====== Baris set data

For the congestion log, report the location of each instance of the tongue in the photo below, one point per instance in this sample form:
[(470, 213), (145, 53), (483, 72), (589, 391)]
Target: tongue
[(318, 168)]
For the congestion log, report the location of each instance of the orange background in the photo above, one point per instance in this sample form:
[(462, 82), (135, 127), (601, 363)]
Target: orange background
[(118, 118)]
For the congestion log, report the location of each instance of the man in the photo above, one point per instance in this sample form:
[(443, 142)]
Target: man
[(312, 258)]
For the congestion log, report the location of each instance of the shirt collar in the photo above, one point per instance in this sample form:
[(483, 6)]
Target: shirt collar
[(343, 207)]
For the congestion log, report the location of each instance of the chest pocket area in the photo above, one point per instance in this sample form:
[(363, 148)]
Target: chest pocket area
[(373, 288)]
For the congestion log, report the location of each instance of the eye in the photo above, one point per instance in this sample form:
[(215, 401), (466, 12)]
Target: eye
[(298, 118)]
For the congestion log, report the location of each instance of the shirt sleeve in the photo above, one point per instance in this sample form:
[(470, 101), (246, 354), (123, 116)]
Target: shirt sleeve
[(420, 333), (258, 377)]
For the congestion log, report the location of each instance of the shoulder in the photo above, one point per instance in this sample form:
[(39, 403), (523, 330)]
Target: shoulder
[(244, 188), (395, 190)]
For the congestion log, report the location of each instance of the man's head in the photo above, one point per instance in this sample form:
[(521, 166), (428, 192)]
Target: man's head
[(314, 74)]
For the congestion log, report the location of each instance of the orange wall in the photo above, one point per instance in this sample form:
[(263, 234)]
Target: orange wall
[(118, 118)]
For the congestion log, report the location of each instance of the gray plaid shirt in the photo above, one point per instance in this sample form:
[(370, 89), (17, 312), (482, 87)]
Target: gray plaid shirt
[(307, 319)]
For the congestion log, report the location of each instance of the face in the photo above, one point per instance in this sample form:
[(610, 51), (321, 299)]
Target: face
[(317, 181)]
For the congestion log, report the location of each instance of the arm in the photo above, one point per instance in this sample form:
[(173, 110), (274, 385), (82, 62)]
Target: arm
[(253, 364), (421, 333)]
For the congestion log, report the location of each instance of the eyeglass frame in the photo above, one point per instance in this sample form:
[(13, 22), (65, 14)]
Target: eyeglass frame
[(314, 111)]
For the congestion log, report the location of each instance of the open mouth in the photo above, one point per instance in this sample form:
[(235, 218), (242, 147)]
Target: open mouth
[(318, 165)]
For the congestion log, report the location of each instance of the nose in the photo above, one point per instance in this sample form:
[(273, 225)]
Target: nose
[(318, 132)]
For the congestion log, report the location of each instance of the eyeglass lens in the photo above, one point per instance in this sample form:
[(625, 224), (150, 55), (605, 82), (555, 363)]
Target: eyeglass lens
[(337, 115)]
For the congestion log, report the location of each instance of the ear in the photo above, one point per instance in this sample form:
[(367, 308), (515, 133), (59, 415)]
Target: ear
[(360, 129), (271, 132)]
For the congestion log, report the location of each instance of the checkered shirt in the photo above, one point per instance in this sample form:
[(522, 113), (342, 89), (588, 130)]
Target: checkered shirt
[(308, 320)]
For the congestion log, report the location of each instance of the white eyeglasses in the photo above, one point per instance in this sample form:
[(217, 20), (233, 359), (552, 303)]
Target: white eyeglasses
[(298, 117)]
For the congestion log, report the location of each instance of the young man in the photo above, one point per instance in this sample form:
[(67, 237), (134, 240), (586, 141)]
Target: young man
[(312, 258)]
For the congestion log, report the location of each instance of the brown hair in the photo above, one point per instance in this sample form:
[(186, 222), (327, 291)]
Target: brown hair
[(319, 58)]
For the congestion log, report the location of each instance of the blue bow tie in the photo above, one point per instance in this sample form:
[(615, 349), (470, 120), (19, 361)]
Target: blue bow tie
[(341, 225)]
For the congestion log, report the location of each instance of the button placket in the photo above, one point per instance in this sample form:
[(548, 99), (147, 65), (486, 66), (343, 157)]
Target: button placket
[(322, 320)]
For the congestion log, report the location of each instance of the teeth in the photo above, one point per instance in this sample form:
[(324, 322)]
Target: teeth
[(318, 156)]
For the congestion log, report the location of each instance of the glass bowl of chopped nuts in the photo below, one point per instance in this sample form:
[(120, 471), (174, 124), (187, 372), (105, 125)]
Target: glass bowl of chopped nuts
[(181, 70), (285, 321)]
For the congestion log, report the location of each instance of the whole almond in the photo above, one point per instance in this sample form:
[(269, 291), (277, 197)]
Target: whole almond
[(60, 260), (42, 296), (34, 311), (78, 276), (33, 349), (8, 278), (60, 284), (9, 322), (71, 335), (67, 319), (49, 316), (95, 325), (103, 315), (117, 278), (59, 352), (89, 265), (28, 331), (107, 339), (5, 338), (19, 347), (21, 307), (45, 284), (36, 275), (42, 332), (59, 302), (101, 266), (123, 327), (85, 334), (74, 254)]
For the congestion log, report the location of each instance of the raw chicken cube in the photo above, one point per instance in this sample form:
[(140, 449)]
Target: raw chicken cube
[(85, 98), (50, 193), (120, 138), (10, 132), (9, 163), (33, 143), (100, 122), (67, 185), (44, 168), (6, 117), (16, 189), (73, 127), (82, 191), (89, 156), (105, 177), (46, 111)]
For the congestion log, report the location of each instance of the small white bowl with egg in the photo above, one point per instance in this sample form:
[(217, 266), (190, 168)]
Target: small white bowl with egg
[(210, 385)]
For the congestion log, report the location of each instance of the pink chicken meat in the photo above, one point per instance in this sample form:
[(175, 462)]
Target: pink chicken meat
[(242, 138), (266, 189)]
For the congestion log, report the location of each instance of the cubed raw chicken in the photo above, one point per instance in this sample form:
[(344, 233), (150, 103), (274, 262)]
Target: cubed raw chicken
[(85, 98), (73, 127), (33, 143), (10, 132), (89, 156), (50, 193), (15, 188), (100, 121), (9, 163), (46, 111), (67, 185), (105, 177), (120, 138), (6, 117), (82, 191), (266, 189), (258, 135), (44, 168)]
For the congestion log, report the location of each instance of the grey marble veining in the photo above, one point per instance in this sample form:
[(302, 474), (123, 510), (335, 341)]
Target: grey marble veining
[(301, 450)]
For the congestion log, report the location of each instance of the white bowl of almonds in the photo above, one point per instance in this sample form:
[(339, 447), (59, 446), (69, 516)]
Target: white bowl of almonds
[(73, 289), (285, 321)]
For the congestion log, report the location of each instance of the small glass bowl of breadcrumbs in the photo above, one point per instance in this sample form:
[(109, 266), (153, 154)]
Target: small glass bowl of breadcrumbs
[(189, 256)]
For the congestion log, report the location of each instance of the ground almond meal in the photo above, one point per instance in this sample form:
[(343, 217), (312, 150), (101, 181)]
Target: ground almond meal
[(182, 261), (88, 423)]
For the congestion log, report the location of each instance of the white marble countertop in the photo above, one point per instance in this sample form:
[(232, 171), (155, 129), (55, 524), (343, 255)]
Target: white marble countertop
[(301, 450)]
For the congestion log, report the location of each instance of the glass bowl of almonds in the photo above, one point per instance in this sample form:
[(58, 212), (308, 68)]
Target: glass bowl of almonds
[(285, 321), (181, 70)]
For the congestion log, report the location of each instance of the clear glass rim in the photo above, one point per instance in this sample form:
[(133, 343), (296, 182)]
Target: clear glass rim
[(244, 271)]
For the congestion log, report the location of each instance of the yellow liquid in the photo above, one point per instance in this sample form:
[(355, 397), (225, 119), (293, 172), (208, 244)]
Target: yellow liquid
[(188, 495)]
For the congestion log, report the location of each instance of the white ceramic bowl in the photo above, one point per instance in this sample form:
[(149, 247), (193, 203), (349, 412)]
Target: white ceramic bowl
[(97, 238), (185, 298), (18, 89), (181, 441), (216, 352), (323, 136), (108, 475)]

============

### Permintaan tertulis
Tuliskan kembali seluruh entri di atas tanpa perubahan sedikit pun.

### Jawaban tertulis
For the congestion log, report the location of each instance of the tongue in the photo below, one point per instance in this sample form:
[(470, 213), (145, 53), (483, 72), (589, 391)]
Target: tongue
[(318, 168)]
For the congestion log, report the location of each instance of the orange background in the photo above, one point per instance in this sample form:
[(462, 82), (135, 127), (601, 363)]
Target: orange background
[(118, 118)]
For the congestion log, report the location of each instance of the man in the photo above, one point per instance in this sample form:
[(443, 142)]
Target: man
[(312, 258)]
For the congestion log, report the location of each instance of the shirt collar in the photo above, one point per instance in this sample form:
[(483, 6)]
Target: shirt collar
[(343, 207)]
For the congestion log, report the location of each instance of the chest pocket area in the photo above, one point per instance in this sample form:
[(363, 148)]
Target: chest pocket area
[(373, 288)]
For the congestion log, report the location of each instance of the eye in the photo above, one point per instance in this sample form:
[(215, 401), (466, 12)]
Target: eye
[(298, 118)]
For the congestion log, report the location of each instance of the shirt sleeve in the photo above, one point per instance in this sample form:
[(470, 101), (246, 354), (123, 116)]
Target: shirt sleeve
[(420, 333), (258, 377)]
For the congestion log, report the location of each instance of the shoulder in the photo above, one point per instance in this sample form:
[(39, 403), (523, 330)]
Target: shoulder
[(244, 188), (395, 190)]
For the congestion log, report the location of each instance of the man's head in the photo above, one point per instance in this sample form:
[(521, 166), (428, 192)]
Target: man's head
[(314, 74)]
For the congestion log, report the location of each instance of the orange wall in the photo above, one point per instance in this sample form:
[(263, 234)]
Target: orange wall
[(118, 118)]
For the congestion log, report the location of each instance of the gray plaid shirt in the photo above, one point per instance in this sample form:
[(370, 89), (17, 312), (482, 87)]
Target: gray plaid shirt
[(307, 319)]
For the congestion log, report the location of each instance of the face in the photo above, one point per instance in this sample form:
[(610, 51), (321, 299)]
Target: face
[(317, 181)]
For the congestion log, report the location of each instance of the arm in the photo above, one point per instance in this sample form:
[(173, 110), (274, 385), (82, 62)]
Target: arm
[(253, 364), (421, 333)]
For the congestion log, report the location of each instance of the eyeglass frame in the photo above, one point per instance in this sample form:
[(13, 22), (65, 14)]
Target: eyeglass frame
[(314, 111)]
For the congestion log, report the location of each instance of the open mouth in the photo above, one point per instance in this sample form:
[(235, 218), (242, 147)]
Target: open mouth
[(318, 165)]
For the congestion log, report the location of each instance of the nose in the photo above, one point per instance in this sample form:
[(273, 225)]
Target: nose
[(318, 132)]
For the congestion log, report the location of each instance of the eyeglass lens in the photo above, one point per instance in this sample form:
[(625, 224), (150, 55), (605, 82), (555, 363)]
Target: eyeglass lens
[(337, 115)]
For the congestion log, report the location of each instance of the ear in the photo above, one point per instance in this sample form:
[(367, 308), (515, 133), (59, 415)]
Target: ear
[(360, 129), (271, 132)]
For the congestion log, report the location of each instance of the checkered shirt in the photo above, one point per instance in this sample form:
[(522, 113), (342, 89), (588, 130)]
Target: checkered shirt
[(308, 320)]
For the congestion log, report the location of each instance of the white eyeglasses in the photo above, one point per instance in this sample form:
[(217, 20), (233, 359), (552, 303)]
Target: white eyeglasses
[(298, 117)]
For the congestion log, report the location of each instance of the young man in the photo above, one point per instance in this sample form:
[(67, 237), (134, 240), (586, 141)]
Target: young man
[(312, 258)]
For the congestion log, report the location of each instance of the brown hair in the photo above, one point per instance in this sample form:
[(186, 222), (327, 291)]
Target: brown hair
[(319, 58)]
For the congestion log, report the location of each instance of the blue bow tie in the photo above, one point per instance in this sample form:
[(615, 349), (470, 120), (19, 361)]
Target: blue bow tie
[(341, 225)]
For the congestion log, report the location of each instance of the button placket in the photo above, one point per instance in this sample form:
[(548, 99), (147, 65), (486, 66), (343, 157)]
Target: button placket
[(322, 320)]
For the congestion log, report the location of each instance of the teeth in the photo above, one point per instance in this sample form:
[(324, 322)]
Target: teeth
[(318, 156)]
For the congestion log, report the location of each instance of the glass bowl of chopped nuts in the photo below, one point per instance in this sample form:
[(120, 471), (174, 124), (187, 372), (105, 125)]
Target: glass bowl of chopped nuts
[(181, 70), (285, 321)]
For the congestion log, report the location of each instance of the whole almond in the photo above, one point per instance in this sample form:
[(269, 291), (277, 197)]
Target: whole almond
[(60, 260), (42, 296), (34, 311), (78, 276), (33, 349), (8, 278), (60, 284), (9, 322), (71, 335), (67, 319), (49, 316), (95, 325), (103, 315), (117, 278), (59, 352), (89, 265), (28, 331), (107, 339), (5, 338), (19, 347), (21, 307), (45, 284), (36, 275), (42, 332), (59, 302), (101, 266), (123, 327), (85, 334), (74, 254)]
For the congestion log, report the location of each instance of the raw chicken cube in the photo above, one point per instance in this sample form:
[(140, 449)]
Target: raw chicken cube
[(85, 98), (50, 193), (120, 138), (10, 132), (9, 163), (33, 143), (100, 122), (67, 185), (44, 168), (6, 117), (16, 189), (73, 127), (82, 191), (89, 156), (105, 177), (46, 111)]
For the congestion log, report the location of each instance of the small white bowl with egg in the photo above, one point per instance in this sample form:
[(217, 266), (190, 168)]
Target: small white bowl with egg
[(210, 385)]
For the congestion log, report the location of each instance of the pink chicken meat in the photo above, one point per instance in this sample form:
[(175, 462)]
Target: pink chicken meat
[(242, 138), (266, 189)]
For the congestion log, report the location of each instance of the cubed raw chicken in the photo above, one point per instance in this sample form:
[(344, 233), (150, 103), (274, 262)]
Target: cubed raw chicken
[(85, 98), (73, 127), (33, 143), (10, 132), (89, 156), (50, 193), (15, 188), (100, 121), (9, 163), (46, 111), (67, 185), (105, 177), (120, 138), (6, 117), (82, 191), (266, 189), (258, 135), (44, 168)]
For the congestion log, report the location of each instance of the grey marble veining in the photo above, one point per instance in this sample form:
[(302, 474), (123, 510), (335, 341)]
Target: grey marble veining
[(301, 450)]
For the congestion log, report the location of each instance of the white bowl of almonds in the photo above, one point per instance in this sample form:
[(339, 447), (59, 446), (69, 516)]
Target: white bowl of almonds
[(73, 289), (285, 321)]
For the congestion log, report the location of each instance of the small glass bowl of breadcrumbs in the photo above, one point per instance in this sample form:
[(109, 266), (153, 154)]
Target: small glass bowl of breadcrumbs
[(189, 256)]
For the congestion log, report the location of each instance of the ground almond meal in the photo above, one point per instance in this sample form:
[(343, 217), (312, 150), (101, 181)]
Target: ground almond meal
[(182, 261), (88, 423)]
For the congestion log, report the location of each instance of the white marble countertop in the photo above, one point per instance in this sample form:
[(232, 171), (155, 129), (55, 524), (343, 255)]
Target: white marble countertop
[(301, 450)]
For the congestion log, report the location of each instance of the glass bowl of almonds in the photo above, one point per instance in this sample form:
[(58, 212), (308, 68)]
Target: glass bowl of almonds
[(285, 321), (181, 70)]
For the congestion log, report the location of each instance of the clear glass rim in the photo above, one point per instance in this sample form:
[(133, 343), (296, 182)]
Target: clear glass rim
[(244, 271)]
For the congestion log, report the location of each instance of the yellow liquid in the photo above, one point per instance in this sample form:
[(355, 397), (225, 119), (293, 172), (208, 244)]
Target: yellow liquid
[(188, 495)]
For the congestion log, report the location of each instance of the white ceramic bowl in the photo above, one point per instance in this sample form:
[(149, 247), (193, 203), (349, 412)]
Target: white ceramic bowl
[(97, 238), (185, 298), (18, 89), (181, 441), (216, 352), (323, 136), (108, 475)]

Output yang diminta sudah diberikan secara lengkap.